[Record list]
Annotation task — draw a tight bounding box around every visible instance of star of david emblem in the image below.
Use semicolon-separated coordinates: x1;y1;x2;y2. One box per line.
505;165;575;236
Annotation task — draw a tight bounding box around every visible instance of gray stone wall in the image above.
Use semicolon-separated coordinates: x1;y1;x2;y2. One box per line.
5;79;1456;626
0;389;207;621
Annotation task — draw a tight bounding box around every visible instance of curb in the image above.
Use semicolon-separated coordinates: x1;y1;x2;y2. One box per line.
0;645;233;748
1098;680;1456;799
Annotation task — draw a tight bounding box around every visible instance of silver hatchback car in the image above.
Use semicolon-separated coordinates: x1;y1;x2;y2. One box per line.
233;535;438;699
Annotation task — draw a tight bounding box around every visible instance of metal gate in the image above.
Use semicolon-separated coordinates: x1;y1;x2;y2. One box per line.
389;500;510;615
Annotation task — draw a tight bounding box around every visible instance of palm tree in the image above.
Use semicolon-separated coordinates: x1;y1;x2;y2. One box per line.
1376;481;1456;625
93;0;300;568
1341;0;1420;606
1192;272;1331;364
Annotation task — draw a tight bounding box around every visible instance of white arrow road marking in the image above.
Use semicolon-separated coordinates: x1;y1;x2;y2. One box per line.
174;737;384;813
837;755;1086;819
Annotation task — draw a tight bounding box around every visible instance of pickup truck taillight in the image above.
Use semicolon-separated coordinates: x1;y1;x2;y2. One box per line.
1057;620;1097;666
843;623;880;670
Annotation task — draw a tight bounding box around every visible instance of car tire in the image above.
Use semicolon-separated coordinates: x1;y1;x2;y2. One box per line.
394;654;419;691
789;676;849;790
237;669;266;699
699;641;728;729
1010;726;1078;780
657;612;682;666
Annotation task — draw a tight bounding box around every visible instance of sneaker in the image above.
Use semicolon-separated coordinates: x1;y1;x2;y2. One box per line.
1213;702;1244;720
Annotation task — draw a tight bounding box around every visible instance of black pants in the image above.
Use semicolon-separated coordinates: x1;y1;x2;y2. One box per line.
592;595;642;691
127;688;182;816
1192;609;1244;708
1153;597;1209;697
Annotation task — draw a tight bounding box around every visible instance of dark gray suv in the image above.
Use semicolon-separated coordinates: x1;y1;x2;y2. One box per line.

[Goal of the exercise]
Reproduce all of the data above word for word, keeping every line in its original order.

[Output for this exercise]
Annotation task — draw a tight bounding box around every visible instance of star of david emblem in the image below.
Use semicolon-separated coordinates: x1;y1;x2;y2. One box per line.
505;165;575;236
Annotation task — draw a tight bounding box around every visible instance of gray stone wall in the image above.
Use semicolon-separated coordinates: x1;y1;x2;y2. One box per line.
5;79;1456;626
0;389;207;621
Annotation task — draw a tight bounding box around every visible instance of curb in the image above.
Use semicolon-separated coordinates: x1;y1;x2;y2. One box per line.
0;645;233;748
1098;680;1456;799
Annotation task — draw a tight bounding box around every visible instance of silver hatchback car in the image above.
Use semicolon-separated coordinates: x1;y1;x2;y2. One box per line.
233;535;438;699
Annotation task — draw a tight bounding box around every visible instance of metal gate in the image above.
Use semicolon-separated coordinates: x1;y1;x2;y2. One box per line.
389;500;510;615
Annotation task — draw a tight bounding box around every visible instance of palm tree in the image above.
Use semicolon-separated coordinates: x1;y1;x2;y2. One box per line.
1376;481;1456;625
93;0;300;568
1341;0;1420;606
1192;272;1331;364
Annotation task — draw a tight bounding box around every visible instance of white arrow road marking in the image above.
Use semicolon-separated coordinates: x1;y1;x2;y2. One box per line.
174;737;384;813
837;755;1086;819
Annotation task — draw a tight bounding box around every visible instance of pickup truck taillight in the image above.
Use semicolon-separated coordinates: x1;y1;x2;y2. One box per line.
1057;620;1097;666
843;623;880;670
Annotation task — draw a tight bounding box around every visible instance of car tire in the image above.
Use semicolon-separated coordinates: x1;y1;x2;y2. One box per line.
394;654;419;691
789;676;849;790
237;669;266;699
699;641;728;729
1010;726;1078;780
657;612;682;666
Annotation task — draw a tight bounding box around every visible instance of sneaker in the image above.
Use semicolon-separated coordinates: x1;y1;x2;y2. One box per line.
1213;702;1244;720
Annotation task — draw a tight bounding box around every visible instance of black pants in the image above.
Use semicolon-separated coordinates: x1;y1;x2;y2. One box per line.
592;595;642;691
127;688;182;816
1192;609;1244;708
1153;597;1209;697
Annotation task — draw a tight bounding box around every visible instance of dark gray suv in the image above.
Use semicolon-separated coordinates: x1;y1;x2;y2. One box per line.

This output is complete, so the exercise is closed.